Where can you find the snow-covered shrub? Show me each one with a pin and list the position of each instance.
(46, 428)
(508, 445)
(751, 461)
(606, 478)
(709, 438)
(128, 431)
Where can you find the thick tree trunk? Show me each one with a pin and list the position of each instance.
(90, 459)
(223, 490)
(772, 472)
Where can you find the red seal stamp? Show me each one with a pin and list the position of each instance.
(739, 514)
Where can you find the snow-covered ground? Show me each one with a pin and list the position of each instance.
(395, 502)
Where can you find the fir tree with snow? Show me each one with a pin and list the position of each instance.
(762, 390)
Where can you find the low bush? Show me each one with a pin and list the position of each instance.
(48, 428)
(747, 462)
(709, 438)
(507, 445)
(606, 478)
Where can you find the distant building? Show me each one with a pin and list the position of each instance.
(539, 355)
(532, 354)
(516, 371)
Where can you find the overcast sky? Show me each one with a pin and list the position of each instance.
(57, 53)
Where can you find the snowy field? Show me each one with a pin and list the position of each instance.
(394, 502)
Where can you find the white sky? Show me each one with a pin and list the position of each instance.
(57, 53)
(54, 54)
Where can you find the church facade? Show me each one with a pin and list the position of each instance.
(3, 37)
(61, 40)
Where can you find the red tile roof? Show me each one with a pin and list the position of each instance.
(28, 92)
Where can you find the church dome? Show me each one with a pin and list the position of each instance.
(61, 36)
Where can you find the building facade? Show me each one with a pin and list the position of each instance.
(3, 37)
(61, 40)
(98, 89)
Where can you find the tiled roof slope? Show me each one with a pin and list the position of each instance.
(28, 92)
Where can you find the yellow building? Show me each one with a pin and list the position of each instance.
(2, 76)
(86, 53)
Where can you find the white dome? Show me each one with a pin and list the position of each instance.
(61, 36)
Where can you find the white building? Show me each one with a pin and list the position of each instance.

★ ★ ★ ★ ★

TASK REQUIREMENTS - Copy out the full set of records precisely, leaving nothing out.

SOLUTION FOR THIS PROBLEM -
Where can you find the snow-covered shrub? Show me each one with a pin and list the position of each instance.
(46, 428)
(508, 445)
(751, 461)
(606, 478)
(709, 438)
(128, 431)
Where can you find the thick tree trunk? Show me each one with a pin and list the position of each instance.
(90, 459)
(223, 490)
(772, 472)
Where can you find the red seal stamp? Show me each one with a pin and list the position of each instance.
(739, 514)
Where can you find the snow-covered ground? Show me each one with a pin and list the position of each instance.
(395, 502)
Where can you find the fir tree with snow? Show me each one with a pin and list the position of each instance.
(762, 390)
Where can you find the low bush? Show me each one with a pin and list the position of each instance.
(48, 428)
(747, 462)
(709, 438)
(507, 445)
(606, 478)
Where can you find the distant building? Show me each one with a pin and list the position of each instance.
(539, 355)
(532, 354)
(516, 371)
Where can you find the overcast sky? Show me each one with a pin and list the position of each instance.
(57, 53)
Where can you find the snowy field? Show me each one with a pin and list the position of each instance.
(394, 502)
Where can you find the white sky? Show me each one with a pin and list the position of each instance.
(57, 53)
(54, 54)
Where can you find the church facade? Show me each one with a pin and list the position of each instance.
(3, 37)
(61, 40)
Where can you find the red tile roof? Show me each one with a pin and list the position of each instance.
(28, 92)
Where can you find the church dome? Show me each one with a pin and list the position of each instance.
(61, 36)
Where can you find the building facade? Show me each one with a pin and list the position of each instance.
(3, 37)
(61, 40)
(98, 89)
Where can you find the tiled roof slope? Show me each one with a pin and list the position of each instance.
(28, 92)
Where can you find the yellow building? Show me each one with a pin and list the position of each instance.
(2, 76)
(86, 53)
Where can you find the white dome? Show me each one with a pin and list the position of each instance.
(61, 36)
Where can you find the white building? Show me each one with a pin and list the position of each instance.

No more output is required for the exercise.